─── SOURCE ───
Earlier in this hearing, Mr. Raskin referenced the work of
the Texas Civil Rights Project. Because of their work, we know
that family separation continues to this day, several months
after an executive order should have stopped it.
Madam Chair, I ask unanimous consent that a report by the
Texas Civil Rights Project, entitled The Real National
Emergency: Zero Tolerance and the Continuing Horrors of Family
Separation at the Border, be entered into the record.
Ms. Scanlon. Without objection.
[The information follows:]
[GRAPHIC(S) NOT AVAILABLE IN TIFF FORMAT]
Ms. Escobar. Chief Provost, you stated earlier that
children are currently being separated from their parents when
the parent has a criminal conviction. Does that include illegal
reentry?
Chief Provost. It is not for standard entry. If they have a
felony charge, it can include illegal reentry.
Ms. Escobar. So they are being separated today because of
illegal reentry?
Chief Provost. That is a felony. If they have a conviction
for it from previous or they have a felony conviction, they
would be a felon. So then in that case.
Ms. Escobar. That is shocking and horrifying.
Chief Provost. Not for reentry at this point. It is if they
have a felony conviction.
Ms. Escobar. Madam Chair, I ask unanimous consent that a
news report by Julia Ainsley, entitled ``Trump Administration
Weighed Targeting Migrant Families, Speeding Up Deportation of
Children,'' be inserted into the record.
Ms. Scanlon. Without objection.
[The information follows:]
[GRAPHIC(S) NOT AVAILABLE IN TIFF FORMAT]
Ms. Scanlon. And the gentlewoman's time has expired.
Ms. Escobar. May I ask a final question just related to
this article? The article details memos, one of which----
Ms. Scanlon. I am sorry, you can't.
Ms. Escobar. Okay.
Ms. Scanlon. Recognize the gentlewoman from Florida.
Ms. Mucarsel-Powell. Thank you, Madam Chair.
And for everyone appearing here today, I understand the
difficulty of being on the spot, but this is incredibly
important. I represent the Florida's 26th Congressional
District, where it is home apparently to the largest detention
facility in the country.
Just to tell you a little bit about myself, I am a proud
immigrant. I came here when I was 14 with my mother. It was a
very difficult experience to leave my home country, but this
country welcomed me, and I was never separated from my family.
And through their love and support and this incredible country,
I am now a sitting Member of Congress.
So when I went to this facility last week, I saw many kids
that reminded me of myself. I am also a mother, and I have kids
also of similar ages. So they reminded me of my own children.
And it was a very troubling experience. I went in with an open
mind, and I left with many, many questions and many concerns.
It is highly regimented. The kids start at 6:30 a.m., and
they don't go to bed until 10:00 p.m. There is high fencing all
over the facility. It definitely feels like a prison. We were
instructed not to really speak to the children, but I went
ahead and spoke to them anyways.
There are kids that are housed in an area, 144 kids in bunk
beds with numbers next to the bunk bed. I believe we are
committing a crime against humanity. This is not the country
that I came to. It is an America that I do not recognize, and
this is not to accuse any of you personally, but you have to
understand the severity of the situation.
─── DATA ───
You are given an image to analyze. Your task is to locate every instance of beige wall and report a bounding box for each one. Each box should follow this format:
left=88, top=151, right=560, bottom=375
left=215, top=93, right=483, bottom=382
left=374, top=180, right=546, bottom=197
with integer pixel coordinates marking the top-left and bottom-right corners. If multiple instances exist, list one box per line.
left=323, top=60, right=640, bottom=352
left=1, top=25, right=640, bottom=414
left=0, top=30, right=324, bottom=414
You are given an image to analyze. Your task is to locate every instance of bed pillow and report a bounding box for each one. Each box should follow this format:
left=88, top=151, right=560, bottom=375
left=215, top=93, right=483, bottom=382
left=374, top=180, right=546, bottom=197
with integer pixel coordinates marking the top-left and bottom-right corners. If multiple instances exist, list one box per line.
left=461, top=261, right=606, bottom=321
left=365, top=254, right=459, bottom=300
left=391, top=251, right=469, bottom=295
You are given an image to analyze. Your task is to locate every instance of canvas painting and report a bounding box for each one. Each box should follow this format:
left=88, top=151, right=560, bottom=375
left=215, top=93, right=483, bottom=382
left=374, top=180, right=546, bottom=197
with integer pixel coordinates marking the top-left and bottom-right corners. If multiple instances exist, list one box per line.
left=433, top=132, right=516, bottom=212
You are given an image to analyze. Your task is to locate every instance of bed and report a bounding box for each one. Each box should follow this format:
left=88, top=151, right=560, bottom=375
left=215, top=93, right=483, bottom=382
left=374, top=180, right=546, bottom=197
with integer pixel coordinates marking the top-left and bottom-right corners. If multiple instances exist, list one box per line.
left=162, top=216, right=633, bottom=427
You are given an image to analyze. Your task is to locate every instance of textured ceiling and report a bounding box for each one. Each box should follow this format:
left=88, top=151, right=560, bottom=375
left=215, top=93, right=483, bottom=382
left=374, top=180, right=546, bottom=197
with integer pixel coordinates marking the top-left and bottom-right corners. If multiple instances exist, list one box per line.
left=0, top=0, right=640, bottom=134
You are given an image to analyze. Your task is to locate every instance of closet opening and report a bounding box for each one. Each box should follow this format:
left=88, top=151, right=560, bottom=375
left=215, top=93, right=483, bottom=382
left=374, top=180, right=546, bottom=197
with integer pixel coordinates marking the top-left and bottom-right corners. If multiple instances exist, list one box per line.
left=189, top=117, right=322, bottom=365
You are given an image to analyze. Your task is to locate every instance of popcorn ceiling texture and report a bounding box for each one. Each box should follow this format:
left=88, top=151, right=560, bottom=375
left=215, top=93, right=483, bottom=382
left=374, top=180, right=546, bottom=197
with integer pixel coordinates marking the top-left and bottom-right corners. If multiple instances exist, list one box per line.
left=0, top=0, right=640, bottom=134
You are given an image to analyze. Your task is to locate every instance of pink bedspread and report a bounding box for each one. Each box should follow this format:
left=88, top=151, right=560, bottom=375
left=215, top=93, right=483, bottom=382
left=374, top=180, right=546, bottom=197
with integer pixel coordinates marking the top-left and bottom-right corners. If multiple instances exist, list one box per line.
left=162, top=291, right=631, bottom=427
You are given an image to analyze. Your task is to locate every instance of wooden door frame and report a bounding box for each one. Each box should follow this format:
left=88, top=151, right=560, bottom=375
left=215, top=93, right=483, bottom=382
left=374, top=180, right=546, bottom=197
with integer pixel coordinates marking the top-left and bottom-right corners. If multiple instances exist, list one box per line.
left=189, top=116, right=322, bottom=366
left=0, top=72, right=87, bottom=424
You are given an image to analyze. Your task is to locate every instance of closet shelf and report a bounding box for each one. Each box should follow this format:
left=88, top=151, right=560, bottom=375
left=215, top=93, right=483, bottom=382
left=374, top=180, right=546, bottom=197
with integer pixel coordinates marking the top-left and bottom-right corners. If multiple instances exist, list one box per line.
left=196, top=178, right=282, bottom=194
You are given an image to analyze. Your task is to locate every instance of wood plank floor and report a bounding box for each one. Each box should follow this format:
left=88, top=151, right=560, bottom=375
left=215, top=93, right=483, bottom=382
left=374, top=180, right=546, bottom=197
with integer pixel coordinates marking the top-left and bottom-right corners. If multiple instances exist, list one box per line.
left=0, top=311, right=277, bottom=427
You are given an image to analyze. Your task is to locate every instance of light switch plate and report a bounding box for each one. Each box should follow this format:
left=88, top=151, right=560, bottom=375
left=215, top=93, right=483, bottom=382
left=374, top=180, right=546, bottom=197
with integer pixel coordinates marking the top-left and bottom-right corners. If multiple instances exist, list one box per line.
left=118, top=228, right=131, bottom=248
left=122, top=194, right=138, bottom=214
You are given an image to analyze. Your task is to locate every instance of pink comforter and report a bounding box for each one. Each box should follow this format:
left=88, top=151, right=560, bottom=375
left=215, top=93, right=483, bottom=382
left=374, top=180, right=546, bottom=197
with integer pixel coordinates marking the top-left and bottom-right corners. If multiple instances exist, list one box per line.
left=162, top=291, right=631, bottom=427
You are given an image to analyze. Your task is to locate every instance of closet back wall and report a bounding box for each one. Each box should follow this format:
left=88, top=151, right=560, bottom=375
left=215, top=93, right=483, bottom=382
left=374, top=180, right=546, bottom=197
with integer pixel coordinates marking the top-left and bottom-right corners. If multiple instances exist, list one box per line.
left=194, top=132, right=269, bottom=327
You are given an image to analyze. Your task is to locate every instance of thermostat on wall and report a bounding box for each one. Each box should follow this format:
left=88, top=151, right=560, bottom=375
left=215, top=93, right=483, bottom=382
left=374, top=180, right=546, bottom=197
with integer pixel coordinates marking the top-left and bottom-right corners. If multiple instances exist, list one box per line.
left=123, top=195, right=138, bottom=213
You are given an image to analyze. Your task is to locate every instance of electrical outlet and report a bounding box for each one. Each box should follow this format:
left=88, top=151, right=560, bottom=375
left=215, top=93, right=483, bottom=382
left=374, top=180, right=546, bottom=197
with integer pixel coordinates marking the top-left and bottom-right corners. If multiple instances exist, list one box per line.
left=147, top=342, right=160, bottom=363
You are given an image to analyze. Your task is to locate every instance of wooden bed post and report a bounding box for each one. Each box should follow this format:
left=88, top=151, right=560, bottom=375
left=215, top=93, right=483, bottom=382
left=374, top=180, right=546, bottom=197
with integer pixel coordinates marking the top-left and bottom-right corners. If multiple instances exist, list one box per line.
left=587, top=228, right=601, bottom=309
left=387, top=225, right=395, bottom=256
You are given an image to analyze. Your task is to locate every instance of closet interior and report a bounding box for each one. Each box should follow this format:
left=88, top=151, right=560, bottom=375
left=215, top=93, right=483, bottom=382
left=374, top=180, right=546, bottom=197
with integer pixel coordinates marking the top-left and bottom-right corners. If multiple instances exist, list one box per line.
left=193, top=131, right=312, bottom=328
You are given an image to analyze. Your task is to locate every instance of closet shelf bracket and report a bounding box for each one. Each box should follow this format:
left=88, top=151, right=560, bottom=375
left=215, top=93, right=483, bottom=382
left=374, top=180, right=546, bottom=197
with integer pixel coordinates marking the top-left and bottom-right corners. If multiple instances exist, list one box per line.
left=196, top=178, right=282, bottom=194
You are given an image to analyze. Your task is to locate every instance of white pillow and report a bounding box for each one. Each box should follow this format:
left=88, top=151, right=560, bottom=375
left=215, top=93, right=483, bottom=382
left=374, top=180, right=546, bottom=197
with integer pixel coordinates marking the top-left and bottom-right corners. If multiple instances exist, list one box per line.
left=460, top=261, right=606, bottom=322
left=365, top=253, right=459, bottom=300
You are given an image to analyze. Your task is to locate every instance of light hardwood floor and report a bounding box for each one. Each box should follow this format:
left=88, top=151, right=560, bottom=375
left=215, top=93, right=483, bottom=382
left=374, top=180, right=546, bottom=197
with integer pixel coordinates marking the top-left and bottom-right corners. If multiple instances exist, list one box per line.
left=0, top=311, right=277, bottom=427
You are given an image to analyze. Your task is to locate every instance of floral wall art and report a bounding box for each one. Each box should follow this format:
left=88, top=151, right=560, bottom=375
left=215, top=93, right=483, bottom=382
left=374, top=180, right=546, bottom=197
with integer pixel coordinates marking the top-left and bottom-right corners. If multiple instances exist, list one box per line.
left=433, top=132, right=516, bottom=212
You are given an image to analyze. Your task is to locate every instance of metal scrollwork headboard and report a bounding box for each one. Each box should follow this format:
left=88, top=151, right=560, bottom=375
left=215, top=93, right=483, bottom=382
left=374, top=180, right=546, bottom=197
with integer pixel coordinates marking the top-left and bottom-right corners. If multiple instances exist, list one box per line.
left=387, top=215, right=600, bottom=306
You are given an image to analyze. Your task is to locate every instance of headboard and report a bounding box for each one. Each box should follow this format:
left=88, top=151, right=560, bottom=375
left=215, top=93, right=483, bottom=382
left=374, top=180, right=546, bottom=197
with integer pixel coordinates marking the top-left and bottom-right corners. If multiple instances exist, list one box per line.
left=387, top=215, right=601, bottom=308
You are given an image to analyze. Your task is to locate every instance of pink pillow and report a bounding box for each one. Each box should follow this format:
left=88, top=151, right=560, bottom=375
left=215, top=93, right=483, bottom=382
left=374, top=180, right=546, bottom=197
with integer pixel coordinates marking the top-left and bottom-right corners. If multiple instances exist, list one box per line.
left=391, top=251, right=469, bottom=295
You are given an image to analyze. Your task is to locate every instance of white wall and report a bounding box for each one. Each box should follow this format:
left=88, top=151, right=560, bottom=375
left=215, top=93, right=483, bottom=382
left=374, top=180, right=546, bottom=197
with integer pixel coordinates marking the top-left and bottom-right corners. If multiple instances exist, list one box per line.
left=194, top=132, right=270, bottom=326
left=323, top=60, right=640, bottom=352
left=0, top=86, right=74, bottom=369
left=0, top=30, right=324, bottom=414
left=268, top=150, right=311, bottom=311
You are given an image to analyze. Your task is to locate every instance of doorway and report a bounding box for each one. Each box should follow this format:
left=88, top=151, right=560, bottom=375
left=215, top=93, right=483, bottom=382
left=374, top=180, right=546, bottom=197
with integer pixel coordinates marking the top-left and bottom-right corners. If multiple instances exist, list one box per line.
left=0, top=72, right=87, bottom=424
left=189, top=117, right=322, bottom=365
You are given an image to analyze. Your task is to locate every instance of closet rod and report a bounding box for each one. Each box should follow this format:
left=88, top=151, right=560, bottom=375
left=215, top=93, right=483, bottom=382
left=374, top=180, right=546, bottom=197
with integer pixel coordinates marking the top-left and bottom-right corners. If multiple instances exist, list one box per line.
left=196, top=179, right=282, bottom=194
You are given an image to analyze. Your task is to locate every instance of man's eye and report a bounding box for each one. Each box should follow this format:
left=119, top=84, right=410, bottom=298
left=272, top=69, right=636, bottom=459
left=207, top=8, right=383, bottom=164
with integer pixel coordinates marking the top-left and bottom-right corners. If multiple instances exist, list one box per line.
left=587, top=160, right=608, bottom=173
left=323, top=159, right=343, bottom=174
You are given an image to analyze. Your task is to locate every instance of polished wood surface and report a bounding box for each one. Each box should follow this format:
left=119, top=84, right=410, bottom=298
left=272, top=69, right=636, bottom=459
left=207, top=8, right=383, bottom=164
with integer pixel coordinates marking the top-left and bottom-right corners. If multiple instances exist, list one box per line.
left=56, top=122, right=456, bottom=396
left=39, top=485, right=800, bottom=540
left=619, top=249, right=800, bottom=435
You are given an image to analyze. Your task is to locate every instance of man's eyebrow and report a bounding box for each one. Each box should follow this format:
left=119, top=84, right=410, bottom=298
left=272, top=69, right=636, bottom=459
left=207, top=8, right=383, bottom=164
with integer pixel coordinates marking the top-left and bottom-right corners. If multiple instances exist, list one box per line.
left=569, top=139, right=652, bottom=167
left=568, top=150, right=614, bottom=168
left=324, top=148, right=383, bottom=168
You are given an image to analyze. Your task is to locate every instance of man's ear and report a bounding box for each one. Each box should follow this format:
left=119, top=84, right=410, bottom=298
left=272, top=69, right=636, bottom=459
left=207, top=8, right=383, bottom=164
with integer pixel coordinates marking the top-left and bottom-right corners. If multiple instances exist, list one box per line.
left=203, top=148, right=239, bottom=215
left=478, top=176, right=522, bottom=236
───
### PROBLEMS TO SOLVE:
1. Report every line of the entries that contains the string "ceiling", treating uppercase and lowercase as different.
2. Carry on the hearing transcript about family separation at the border, picking up after its last sentence.
The hearing transcript and the entries come from unrelated sources.

### ANSWERS FOR THE EXERCISE:
1.
You are given an image to analyze. Your task is to locate every instance of textured ceiling and report a bounding box for each one. Each box should follow this format:
You are given an image to analyze. Your task is to locate every instance of popcorn ceiling texture and report a bounding box for each one. Each box should follow this format:

2.
So I want to start with Mr. Lloyd. Do you know how many
children right now are being housed at the Homestead detention
facility?
Mr. Lloyd. I will preface my comments by saying that the
notion that ORR is committing a crime against humanity by
running a temporary shelter is absurd. It is one that I take
personally. I take personally on behalf of the dedicated
individuals who are caring for those children.
Ms. Mucarsel-Powell. Mr. Lloyd, it is obvious that you do
not think that this is a crime against humanity. It is obvious
to me. You don't have to tell me that.
Mr. Lloyd. So to get to your question----
Ms. Mucarsel-Powell. I asked a question.
Mr. Lloyd. So my question is----
Ms. Mucarsel-Powell. You should know how many children
right now are being housed in the Homestead detention facility?
Mr. Lloyd. I do not have that information. I am not the----
Ms. Mucarsel-Powell. You are overseeing that detention
facility.
Mr. Lloyd. I am not. I am not the Director of the Office of
Refugee Resettlement anymore as of December 1st.
Ms. Mucarsel-Powell. So who oversees the Homestead
detention facility?
Mr. Lloyd. That would--it is right now under the purview of
the Acting Director Jonathan Hayes and the Assistant Secretary
for Children and Families--oh, gosh, Lynn Johnson, sorry.
Ms. Mucarsel-Powell. So can anyone in the panel answer to
me? Because right now the center is being run by a for-profit
private company. They are making about $750 per child. So it is
no surprise that there is no rush to getting any of these
children reunited with a family member or a sponsor, and last I
heard was they were increasing the capacity.
So my question here, and maybe I would love to know if
anyone in the panel can answer this, is why was the decision
made to use a for-profit company to oversee a detention center
for the children being separated from their families?
Mr. White. I will address that for you, ma'am. First of
all, the Homestead facility is not a detention center. It is an
influx shelter. We operate influx shelters. We operated
Homestead in the last administration and in this one. And I am
very proud of the work we have done at influx shelters.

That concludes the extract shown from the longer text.